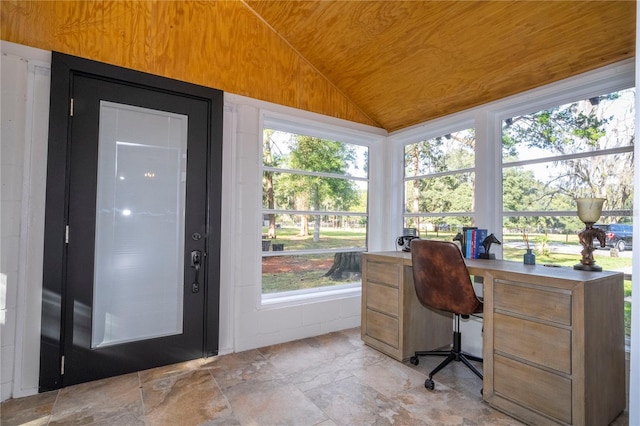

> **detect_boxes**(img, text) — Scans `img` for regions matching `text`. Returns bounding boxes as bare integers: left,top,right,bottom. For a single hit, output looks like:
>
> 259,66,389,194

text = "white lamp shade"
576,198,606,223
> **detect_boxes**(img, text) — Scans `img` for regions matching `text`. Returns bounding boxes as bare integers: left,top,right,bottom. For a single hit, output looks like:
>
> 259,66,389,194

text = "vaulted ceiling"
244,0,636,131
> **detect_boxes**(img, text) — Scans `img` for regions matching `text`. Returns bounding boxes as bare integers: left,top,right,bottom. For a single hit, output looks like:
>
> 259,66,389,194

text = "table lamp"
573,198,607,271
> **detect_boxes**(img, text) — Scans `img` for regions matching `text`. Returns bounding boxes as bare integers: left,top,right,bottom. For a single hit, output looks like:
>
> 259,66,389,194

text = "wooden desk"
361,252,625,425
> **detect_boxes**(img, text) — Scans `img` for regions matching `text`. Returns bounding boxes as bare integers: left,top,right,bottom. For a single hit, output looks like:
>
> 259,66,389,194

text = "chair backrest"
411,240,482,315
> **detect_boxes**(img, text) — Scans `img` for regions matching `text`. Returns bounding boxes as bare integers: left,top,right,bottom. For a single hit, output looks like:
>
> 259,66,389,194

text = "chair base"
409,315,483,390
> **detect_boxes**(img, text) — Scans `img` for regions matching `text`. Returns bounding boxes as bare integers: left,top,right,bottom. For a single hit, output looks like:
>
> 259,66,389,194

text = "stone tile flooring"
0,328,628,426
==
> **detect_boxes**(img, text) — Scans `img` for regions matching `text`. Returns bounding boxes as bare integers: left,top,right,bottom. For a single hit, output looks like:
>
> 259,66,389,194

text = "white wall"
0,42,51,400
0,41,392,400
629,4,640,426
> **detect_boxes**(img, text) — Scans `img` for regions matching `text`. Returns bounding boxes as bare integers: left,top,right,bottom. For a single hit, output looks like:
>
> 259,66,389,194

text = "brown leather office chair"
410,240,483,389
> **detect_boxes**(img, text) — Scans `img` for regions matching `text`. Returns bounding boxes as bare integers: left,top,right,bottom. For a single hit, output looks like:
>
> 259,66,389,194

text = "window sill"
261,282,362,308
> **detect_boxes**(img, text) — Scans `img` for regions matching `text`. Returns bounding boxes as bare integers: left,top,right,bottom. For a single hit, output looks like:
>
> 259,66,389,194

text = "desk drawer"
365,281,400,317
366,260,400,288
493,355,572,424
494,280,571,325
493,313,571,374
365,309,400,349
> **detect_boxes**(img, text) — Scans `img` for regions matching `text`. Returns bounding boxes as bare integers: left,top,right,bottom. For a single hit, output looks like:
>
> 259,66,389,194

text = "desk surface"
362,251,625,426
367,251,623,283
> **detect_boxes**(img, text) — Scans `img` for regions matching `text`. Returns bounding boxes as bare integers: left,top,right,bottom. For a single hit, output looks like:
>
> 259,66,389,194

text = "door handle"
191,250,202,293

Task instructions. Count the lines in the items above that contain the string "chair", treating uppercase and lowercase as different. Reply with the number alone.

Reply to the task. 3